● **PAGE TEXT**
....................

“When can I reap the fruits of my perseverance?” asks Naney (Debora Lobe Naney) early in Promised Sky, Erige Sehiri’s second fiction feature. The question echoes through the film, which casts a patient, documentarian’s eye on the lives of three immigrant women from the Ivory Coast living together in Tunisia. This heart-wrenching drama about a makeshift family trying to stay afloat is buoyed by vulnerable performances and some spectacular imagery, even as the script spreads itself thin.
There’s a lived-in quality to Promised Sky that’s evident from its opening scene, during which Marie (Aïssa Maïga), Naney, and Jolie (Laetitia Ky) give a young girl, Kenza (Estelle Kenza Dpgbo), a bath. It’s a playful moment between them, though it’s readily clear that Kenza is an orphan as she tells the women about how she survived a recent shipwreck.
Across subsequent scenes—of Naney, a hustler estranged from her daughter, and Jolie, an engineering student, partying at the club, shopping at grocery stores, and going to church service led by Marie—Sehiri sensitively spotlights her characters’ individual lives across scenes that unfold quietly: a peaceful afternoon where Marie practices a sermon; an unsuccessful attempt to hail a cab; and a soccer game that sees Jolie sprinting for joy after scoring a goal.

....................

● **DATASET RECORDS**
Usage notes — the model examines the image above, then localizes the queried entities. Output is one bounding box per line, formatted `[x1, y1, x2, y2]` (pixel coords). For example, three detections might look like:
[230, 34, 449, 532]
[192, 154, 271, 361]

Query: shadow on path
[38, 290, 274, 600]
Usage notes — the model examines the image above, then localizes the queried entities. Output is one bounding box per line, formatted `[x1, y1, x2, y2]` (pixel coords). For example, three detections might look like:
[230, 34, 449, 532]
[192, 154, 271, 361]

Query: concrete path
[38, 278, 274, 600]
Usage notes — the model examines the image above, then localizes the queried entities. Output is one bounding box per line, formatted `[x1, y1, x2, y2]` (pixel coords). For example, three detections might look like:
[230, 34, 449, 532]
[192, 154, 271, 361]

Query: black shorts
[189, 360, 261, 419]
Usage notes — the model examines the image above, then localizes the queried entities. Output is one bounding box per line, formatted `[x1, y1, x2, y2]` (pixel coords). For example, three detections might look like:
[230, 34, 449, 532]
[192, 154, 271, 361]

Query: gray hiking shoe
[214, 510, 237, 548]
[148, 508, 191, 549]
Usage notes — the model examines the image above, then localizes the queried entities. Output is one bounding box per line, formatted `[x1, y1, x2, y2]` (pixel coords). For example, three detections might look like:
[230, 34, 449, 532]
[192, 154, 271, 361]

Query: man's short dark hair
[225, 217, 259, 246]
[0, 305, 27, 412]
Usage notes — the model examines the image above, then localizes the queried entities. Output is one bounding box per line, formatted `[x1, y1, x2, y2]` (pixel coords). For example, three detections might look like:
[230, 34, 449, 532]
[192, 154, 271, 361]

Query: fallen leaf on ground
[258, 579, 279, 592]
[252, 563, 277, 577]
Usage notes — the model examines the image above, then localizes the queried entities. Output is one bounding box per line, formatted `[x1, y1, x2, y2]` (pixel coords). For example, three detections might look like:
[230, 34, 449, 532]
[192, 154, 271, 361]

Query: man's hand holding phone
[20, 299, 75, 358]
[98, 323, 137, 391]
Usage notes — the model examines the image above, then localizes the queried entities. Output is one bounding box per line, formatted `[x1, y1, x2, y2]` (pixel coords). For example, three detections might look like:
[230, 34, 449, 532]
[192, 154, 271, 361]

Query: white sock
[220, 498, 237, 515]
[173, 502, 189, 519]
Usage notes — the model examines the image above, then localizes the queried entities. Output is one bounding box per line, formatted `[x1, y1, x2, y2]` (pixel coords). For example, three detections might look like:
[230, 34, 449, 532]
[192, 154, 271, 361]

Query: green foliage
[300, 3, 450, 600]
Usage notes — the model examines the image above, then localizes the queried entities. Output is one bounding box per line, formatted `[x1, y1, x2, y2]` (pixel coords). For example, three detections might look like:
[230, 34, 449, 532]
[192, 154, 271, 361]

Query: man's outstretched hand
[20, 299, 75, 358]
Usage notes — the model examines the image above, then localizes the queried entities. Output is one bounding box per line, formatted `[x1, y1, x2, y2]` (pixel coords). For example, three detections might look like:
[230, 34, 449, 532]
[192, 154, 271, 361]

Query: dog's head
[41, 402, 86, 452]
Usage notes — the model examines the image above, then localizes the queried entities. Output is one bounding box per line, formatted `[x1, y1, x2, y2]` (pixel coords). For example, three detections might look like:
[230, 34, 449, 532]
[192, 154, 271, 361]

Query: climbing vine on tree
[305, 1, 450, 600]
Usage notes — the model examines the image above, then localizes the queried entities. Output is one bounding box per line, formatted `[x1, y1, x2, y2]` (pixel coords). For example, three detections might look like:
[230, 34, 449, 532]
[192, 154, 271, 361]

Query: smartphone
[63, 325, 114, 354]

....................

Reproduce from the Promised Sky review the passage that opens with the words containing "There’s a lived-in" and closes with "scoring a goal.".

There’s a lived-in quality to Promised Sky that’s evident from its opening scene, during which Marie (Aïssa Maïga), Naney, and Jolie (Laetitia Ky) give a young girl, Kenza (Estelle Kenza Dpgbo), a bath. It’s a playful moment between them, though it’s readily clear that Kenza is an orphan as she tells the women about how she survived a recent shipwreck.
Across subsequent scenes—of Naney, a hustler estranged from her daughter, and Jolie, an engineering student, partying at the club, shopping at grocery stores, and going to church service led by Marie—Sehiri sensitively spotlights her characters’ individual lives across scenes that unfold quietly: a peaceful afternoon where Marie practices a sermon; an unsuccessful attempt to hail a cab; and a soccer game that sees Jolie sprinting for joy after scoring a goal.